• _Data to process_:
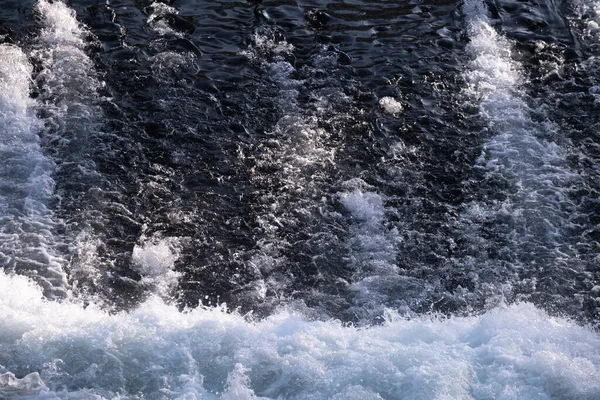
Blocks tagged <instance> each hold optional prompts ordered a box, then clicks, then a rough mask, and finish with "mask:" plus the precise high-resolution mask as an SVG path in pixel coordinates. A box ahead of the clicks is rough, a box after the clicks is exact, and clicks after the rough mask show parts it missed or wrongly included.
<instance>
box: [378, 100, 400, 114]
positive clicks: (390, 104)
mask: <svg viewBox="0 0 600 400" xmlns="http://www.w3.org/2000/svg"><path fill="white" fill-rule="evenodd" d="M379 105H380V106H381V108H383V110H384V111H385V112H386V113H388V114H391V115H394V116H397V115H399V114H400V113H401V112H402V110H403V109H404V107H403V106H402V103H400V102H399V101H398V100H396V99H394V98H393V97H387V96H386V97H382V98H381V99H379Z"/></svg>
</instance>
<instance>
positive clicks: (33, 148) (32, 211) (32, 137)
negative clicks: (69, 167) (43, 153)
mask: <svg viewBox="0 0 600 400" xmlns="http://www.w3.org/2000/svg"><path fill="white" fill-rule="evenodd" d="M31 72H32V67H31V65H30V63H29V61H28V59H27V56H26V55H25V54H24V53H23V52H22V51H21V49H20V48H18V47H16V46H12V45H0V130H1V132H0V158H1V160H2V165H1V166H0V187H1V188H2V193H1V194H0V223H1V225H2V227H1V228H0V265H1V266H3V267H4V268H8V269H11V270H14V271H19V272H22V273H26V274H29V275H32V276H37V277H38V279H39V281H40V283H43V284H44V287H45V288H46V289H47V291H48V293H47V294H59V292H61V291H62V288H63V286H64V284H65V280H66V279H65V275H64V273H63V272H62V266H61V264H62V260H61V259H60V258H58V257H57V256H56V255H55V254H54V251H53V249H52V247H53V245H55V244H56V243H55V241H56V238H55V237H54V236H53V233H52V231H53V229H54V228H55V226H56V224H57V223H58V222H57V221H55V220H54V218H53V214H52V212H51V211H50V210H49V209H48V208H47V202H48V201H49V200H50V199H51V198H52V196H53V193H54V181H53V180H52V177H51V175H52V172H53V169H54V164H53V163H52V162H51V161H50V160H49V159H47V158H46V157H45V156H44V154H43V153H42V149H41V147H40V144H39V141H40V140H39V137H38V132H39V130H40V128H41V123H40V121H39V120H38V118H37V117H36V116H35V102H34V101H33V100H32V99H30V97H29V90H30V89H29V86H30V83H31V76H30V74H31Z"/></svg>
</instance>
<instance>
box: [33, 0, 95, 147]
mask: <svg viewBox="0 0 600 400" xmlns="http://www.w3.org/2000/svg"><path fill="white" fill-rule="evenodd" d="M34 11H35V12H36V13H37V14H38V16H39V17H40V22H41V24H42V29H41V32H40V35H39V37H38V45H37V48H36V50H35V51H34V52H33V55H34V56H35V57H36V58H38V59H39V60H40V61H41V64H42V67H43V69H42V71H40V73H39V75H38V77H37V81H38V83H39V85H40V86H41V88H42V89H43V90H44V97H46V98H48V99H49V102H48V103H50V104H47V105H46V106H45V107H46V111H49V112H51V113H53V114H55V115H56V118H55V121H54V122H55V123H56V124H58V125H64V123H68V121H69V120H72V119H75V118H78V119H82V120H85V121H91V120H94V119H95V118H97V113H98V110H97V109H96V108H95V107H93V106H92V105H93V103H94V101H95V99H96V97H97V90H98V89H99V88H100V87H101V86H102V83H101V82H100V81H99V80H98V79H97V76H96V72H95V68H94V64H93V62H92V60H91V59H90V58H89V57H88V56H87V54H86V53H85V51H84V50H85V39H86V37H87V36H88V35H89V32H88V31H87V30H86V29H85V28H84V27H83V26H82V25H81V24H80V23H79V22H78V21H77V18H76V15H75V11H74V10H72V9H70V8H69V7H68V6H67V5H66V4H64V3H63V2H61V1H55V2H52V3H51V2H49V1H47V0H40V1H38V2H37V3H36V5H35V7H34ZM63 120H65V122H62V121H63ZM88 125H89V123H88ZM84 126H85V125H84ZM82 128H83V127H82ZM82 131H85V130H84V129H82ZM63 133H64V132H63ZM63 139H66V138H63Z"/></svg>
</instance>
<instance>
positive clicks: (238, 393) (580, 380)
mask: <svg viewBox="0 0 600 400" xmlns="http://www.w3.org/2000/svg"><path fill="white" fill-rule="evenodd" d="M0 307H1V309H2V310H3V312H2V313H1V314H0V348H1V349H2V351H1V352H0V365H1V367H0V373H3V374H7V373H8V375H5V376H6V377H9V378H8V379H5V381H7V382H12V383H8V384H7V383H6V382H5V381H2V382H4V383H0V390H4V393H10V392H9V390H13V389H11V388H10V386H9V385H12V387H13V388H14V387H17V386H18V387H20V388H21V389H19V390H25V389H26V388H27V382H31V383H32V384H31V388H30V389H31V392H29V393H28V395H29V396H30V398H55V397H58V398H72V397H73V398H76V397H77V396H79V398H93V396H102V397H104V398H115V397H118V396H120V397H121V398H154V397H161V396H167V397H169V398H207V399H219V398H220V399H232V398H236V399H239V398H242V399H254V398H259V399H261V398H263V399H277V398H286V399H307V398H315V399H325V398H336V399H341V398H361V399H378V398H399V397H402V398H405V399H420V398H428V399H434V398H438V399H442V398H453V399H456V398H460V399H472V398H479V399H481V398H504V399H522V398H531V399H549V398H578V399H589V400H592V399H596V398H598V397H599V396H600V381H598V379H597V377H598V374H599V373H600V336H599V335H598V333H597V332H594V331H593V330H592V329H589V328H586V327H581V326H578V325H576V324H575V323H573V322H571V321H569V320H566V319H562V318H553V317H549V316H548V315H547V314H545V313H544V312H542V311H540V310H539V309H536V308H535V307H534V306H533V305H531V304H518V305H512V306H509V307H500V308H496V309H494V310H492V311H490V312H488V313H486V314H484V315H482V316H472V317H461V318H449V319H444V318H435V317H433V318H432V317H421V318H415V319H412V320H406V319H404V318H400V317H398V316H397V315H396V314H394V313H393V312H390V313H388V314H387V320H386V322H385V323H384V324H382V325H380V326H373V327H369V328H355V327H351V326H344V325H342V324H340V323H339V322H335V321H328V322H316V321H310V320H308V319H306V318H305V317H303V316H302V315H299V314H296V313H293V312H289V311H284V310H282V311H280V312H279V313H276V314H275V315H273V316H271V317H269V318H267V319H265V320H262V321H258V322H248V321H246V320H245V319H244V318H243V317H242V316H239V315H236V314H230V313H227V312H225V311H224V310H223V309H222V308H198V309H195V310H191V311H188V312H184V313H180V312H178V311H177V309H176V308H175V307H173V306H170V305H167V304H165V303H164V302H162V301H161V300H159V299H157V298H150V299H149V300H147V301H146V302H145V303H143V304H142V305H141V306H140V307H139V308H138V309H136V310H134V311H132V312H130V313H124V312H122V313H118V314H109V313H106V312H104V311H102V310H100V309H98V308H96V307H95V306H93V305H90V306H88V307H87V308H83V307H82V306H80V305H76V304H72V303H69V302H63V303H57V302H50V301H45V300H43V298H42V296H41V292H40V289H39V288H38V287H37V286H35V285H34V284H32V283H30V282H28V281H27V280H26V279H25V278H23V277H19V276H8V275H5V274H4V273H0ZM10 373H12V374H14V377H13V375H10ZM29 374H39V377H40V378H41V380H40V379H37V376H36V375H29ZM17 377H25V381H23V382H21V383H18V382H17V381H16V378H17ZM21 379H23V378H21ZM0 393H2V392H0ZM53 396H54V397H53ZM85 396H87V397H85ZM347 396H350V397H347ZM352 396H353V397H352Z"/></svg>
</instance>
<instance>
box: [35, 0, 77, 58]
mask: <svg viewBox="0 0 600 400" xmlns="http://www.w3.org/2000/svg"><path fill="white" fill-rule="evenodd" d="M35 10H36V11H37V12H38V13H39V15H41V16H42V20H43V23H44V28H43V32H42V35H41V37H42V38H43V41H44V42H45V43H47V44H52V45H58V44H69V45H72V46H76V47H83V46H84V41H83V38H84V36H85V31H84V30H83V29H82V27H81V25H80V24H79V22H78V21H77V18H75V11H74V10H72V9H71V8H69V7H68V6H67V5H66V4H65V3H63V2H61V1H55V2H52V3H51V2H49V1H47V0H40V1H39V2H38V3H37V4H36V6H35Z"/></svg>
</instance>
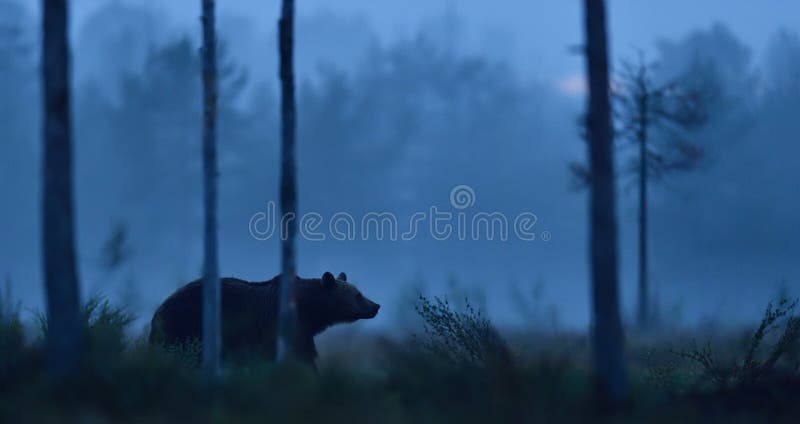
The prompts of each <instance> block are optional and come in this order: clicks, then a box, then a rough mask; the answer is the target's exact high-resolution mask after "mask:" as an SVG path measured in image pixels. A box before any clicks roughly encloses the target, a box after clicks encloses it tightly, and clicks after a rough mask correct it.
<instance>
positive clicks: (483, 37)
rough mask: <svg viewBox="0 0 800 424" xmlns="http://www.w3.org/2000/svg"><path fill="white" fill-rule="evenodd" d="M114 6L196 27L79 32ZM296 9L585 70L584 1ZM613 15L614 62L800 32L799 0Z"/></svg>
mask: <svg viewBox="0 0 800 424" xmlns="http://www.w3.org/2000/svg"><path fill="white" fill-rule="evenodd" d="M114 1H118V2H120V3H129V4H146V5H147V6H149V7H151V8H153V9H154V10H160V11H161V13H163V14H165V15H167V16H168V17H169V22H171V23H173V24H175V25H178V26H184V27H188V28H191V26H192V25H196V24H197V16H198V15H199V5H200V1H199V0H169V1H161V0H75V1H73V4H74V8H75V9H74V17H75V25H74V27H73V28H80V26H81V24H82V23H83V21H84V19H85V18H86V17H87V16H88V15H90V14H91V13H92V12H93V11H95V10H96V9H97V8H99V7H101V6H103V5H105V4H108V3H111V2H114ZM31 3H32V7H36V6H35V4H38V2H31ZM279 4H280V2H279V1H276V0H273V1H269V2H264V1H258V0H235V1H234V0H228V1H218V8H219V14H220V16H221V17H226V16H227V17H232V16H237V17H247V18H249V19H250V20H251V23H252V24H253V25H254V27H255V28H256V29H257V30H258V31H259V32H263V33H269V32H274V30H275V21H276V19H277V15H278V12H279V10H278V9H279ZM297 5H298V6H297V7H298V13H299V15H300V16H301V17H302V16H312V15H315V14H320V13H333V14H335V15H339V16H345V17H347V16H352V17H363V18H364V19H365V21H364V22H366V23H368V25H369V26H370V27H371V28H370V29H371V30H372V31H373V32H375V33H377V34H379V35H380V37H382V39H384V40H391V39H393V38H396V37H398V36H402V35H408V34H411V33H413V32H414V31H415V30H417V29H418V28H419V27H420V26H421V25H424V24H425V23H426V22H430V21H431V19H432V18H433V17H436V16H441V15H442V14H444V13H448V12H450V13H456V14H457V15H458V16H459V17H461V18H462V19H463V22H464V26H465V27H466V28H465V31H464V32H465V35H464V36H465V38H466V39H467V40H468V43H467V44H469V45H470V46H471V48H473V49H478V50H482V51H490V52H492V53H499V54H502V55H504V56H506V57H507V58H510V59H511V60H512V61H513V62H514V63H516V64H517V65H519V66H521V69H522V70H523V71H525V70H530V72H532V73H533V75H532V76H533V77H534V78H538V79H541V80H544V81H549V82H556V81H559V80H564V79H569V78H571V77H575V76H576V75H579V74H580V72H581V70H582V63H581V62H580V61H579V60H577V58H575V57H572V56H571V55H570V54H569V53H568V47H569V46H571V45H574V44H576V43H578V42H580V39H581V26H580V25H581V11H580V7H579V6H580V2H579V1H578V0H564V1H556V0H546V1H545V0H527V1H526V0H504V1H485V0H405V1H402V2H389V1H380V0H345V1H335V2H334V1H330V0H298V1H297ZM609 8H610V16H611V18H610V25H611V39H612V42H613V51H614V53H615V55H620V54H625V53H626V52H629V51H630V50H631V49H633V48H643V49H649V48H651V47H652V46H653V44H654V41H655V40H657V39H659V38H662V37H666V38H673V39H674V38H677V37H680V36H682V35H685V34H686V33H688V32H689V31H691V30H692V29H696V28H703V27H708V26H709V25H711V24H712V23H714V22H721V23H724V24H726V25H727V26H728V27H729V28H731V29H732V30H733V32H734V33H735V34H737V36H738V37H740V39H741V40H742V41H744V42H745V44H747V45H748V46H751V47H752V48H754V49H755V53H756V58H758V54H759V52H760V51H761V50H763V48H764V47H765V46H766V45H767V43H768V41H769V39H770V37H772V36H773V35H774V33H775V31H776V29H777V28H780V27H785V28H790V29H794V30H800V2H798V1H796V0H761V1H753V0H702V1H697V0H670V1H666V0H616V1H610V2H609ZM184 29H185V28H184ZM366 33H367V32H366V31H365V35H366ZM498 41H501V42H502V43H498Z"/></svg>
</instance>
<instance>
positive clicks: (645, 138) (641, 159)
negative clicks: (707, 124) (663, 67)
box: [637, 87, 650, 328]
mask: <svg viewBox="0 0 800 424" xmlns="http://www.w3.org/2000/svg"><path fill="white" fill-rule="evenodd" d="M646 89H647V88H646V87H645V90H646ZM648 107H649V105H648V98H647V93H644V94H643V95H642V97H641V99H640V102H639V134H638V137H637V138H638V139H639V299H638V308H637V315H638V321H639V327H640V328H647V327H648V326H649V325H650V308H649V306H650V293H649V287H648V281H647V161H648V158H647V126H648V125H649V122H648V121H649V119H648V118H649V117H648V114H647V110H648Z"/></svg>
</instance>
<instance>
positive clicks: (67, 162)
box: [42, 0, 84, 378]
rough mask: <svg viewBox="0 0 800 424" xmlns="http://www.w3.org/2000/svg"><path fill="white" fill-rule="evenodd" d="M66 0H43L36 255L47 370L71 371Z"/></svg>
mask: <svg viewBox="0 0 800 424" xmlns="http://www.w3.org/2000/svg"><path fill="white" fill-rule="evenodd" d="M67 9H68V5H67V1H66V0H44V1H43V2H42V13H43V27H42V29H43V32H44V34H43V37H42V42H43V44H42V65H43V66H42V69H43V74H42V78H43V80H44V81H43V87H44V128H43V138H44V178H43V183H44V187H43V190H42V195H43V198H42V208H43V215H42V256H43V259H44V263H43V265H44V281H45V294H46V296H47V359H48V368H49V372H50V375H51V376H53V377H55V378H59V377H63V376H65V375H68V374H71V373H75V372H77V370H78V367H79V366H80V361H81V358H82V355H83V349H84V334H83V333H84V325H83V322H82V321H81V313H80V290H79V286H78V270H77V265H76V263H75V228H74V221H73V220H74V218H73V202H72V145H71V144H72V140H71V139H72V124H71V119H72V117H71V111H70V69H69V66H70V58H69V41H68V40H69V38H68V37H69V35H68V34H69V31H68V17H67Z"/></svg>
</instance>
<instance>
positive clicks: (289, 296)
mask: <svg viewBox="0 0 800 424" xmlns="http://www.w3.org/2000/svg"><path fill="white" fill-rule="evenodd" d="M293 49H294V0H283V6H282V8H281V18H280V20H279V21H278V50H279V54H280V79H281V182H280V197H281V199H280V200H281V217H282V219H284V220H286V225H285V227H284V226H283V225H282V226H281V227H282V228H285V229H286V233H285V234H283V233H282V234H281V284H280V312H279V331H278V340H277V358H278V361H285V360H286V359H288V358H290V357H292V356H294V352H295V339H294V337H295V331H294V330H295V325H296V320H297V318H296V317H297V308H296V304H295V303H296V302H295V293H294V280H295V277H296V274H297V267H296V263H297V262H296V258H295V235H296V233H297V220H296V219H295V218H296V216H297V175H296V169H297V168H296V163H295V137H296V127H297V122H296V107H295V98H294V57H293V56H294V50H293Z"/></svg>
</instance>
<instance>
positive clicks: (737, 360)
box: [0, 297, 800, 423]
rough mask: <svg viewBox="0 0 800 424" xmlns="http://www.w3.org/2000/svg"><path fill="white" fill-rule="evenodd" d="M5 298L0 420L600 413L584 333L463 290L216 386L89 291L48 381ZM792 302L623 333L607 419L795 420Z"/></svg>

• _Try it_: Could you write out, unchanged, the line with "positive clicks: (289, 296)" and every line after it in the data above?

• _Answer box_:
positive clicks: (289, 296)
mask: <svg viewBox="0 0 800 424" xmlns="http://www.w3.org/2000/svg"><path fill="white" fill-rule="evenodd" d="M293 49H294V0H283V6H282V8H281V18H280V20H279V21H278V50H279V54H280V79H281V182H280V197H281V199H280V200H281V217H282V219H284V220H286V225H285V227H284V226H283V225H282V226H281V227H282V228H285V229H286V233H285V234H283V233H282V234H281V284H280V312H279V331H278V340H277V358H278V361H285V360H286V359H288V358H290V357H292V356H294V352H295V339H294V337H295V331H294V330H295V325H296V320H297V318H296V317H297V308H296V304H295V303H296V302H295V293H294V280H295V277H296V274H297V267H296V263H297V262H296V258H295V235H296V233H297V220H296V219H295V218H296V216H297V175H296V169H297V168H296V163H295V137H296V127H297V122H296V107H295V98H294V57H293V56H294V50H293Z"/></svg>
</instance>
<instance>
positive clicks: (737, 360)
box: [0, 297, 800, 423]
rough mask: <svg viewBox="0 0 800 424" xmlns="http://www.w3.org/2000/svg"><path fill="white" fill-rule="evenodd" d="M5 298L0 420L600 413L584 333L463 290L216 386L89 291L48 381ZM792 302L623 333L607 419L795 420Z"/></svg>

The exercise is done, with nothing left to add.